__Text shown__.
--- START ---

If I specify the column is "Text", leading zeros are retained.

------
a_p
ProPublica recently published an article (with an unseemly title) about the
nightmare of scraping data from pdfs and putting it into tables. [1] They
wrote some custom software to do the scraping. At the end of the article they
mention some software released recently by a Knight-Mozilla OpenNews Fellow,
Manuel Aristarán, called Tabula, which is a PDF data table scaper.[2] I
haven't tested it yet.

[1] [http://www.propublica.org/nerds/item/heart-of-nerd-
darkness-...](http://www.propublica.org/nerds/item/heart-of-nerd-darkness-why-
dollars-for-docs-was-so-difficult)

[2] [http://source.mozillaopennews.org/en-
US/articles/introducing...](http://source.mozillaopennews.org/en-
US/articles/introducing-tabula/)

--- END ---

__Prompt A__. In one to three sentences, explain why the forum thread says ProPublica wrote custom software.
__Prompt B__. In the forum thread, what is the software released by Manuel Aristarán called?
The data are separate material and have no connection to the forum thread.

__Data__.
--- START ---

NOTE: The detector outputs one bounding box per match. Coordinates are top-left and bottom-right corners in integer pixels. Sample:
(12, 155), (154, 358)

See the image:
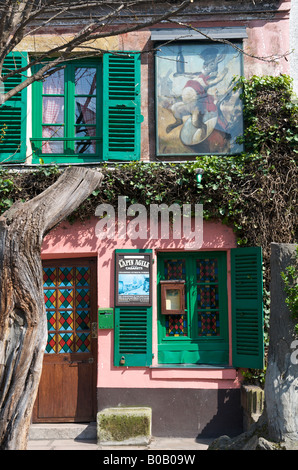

--- END ---

__Full answer A__. ProPublica wrote custom software to scrape data from PDFs and put it into tables.

__Full answer B__. Tabula.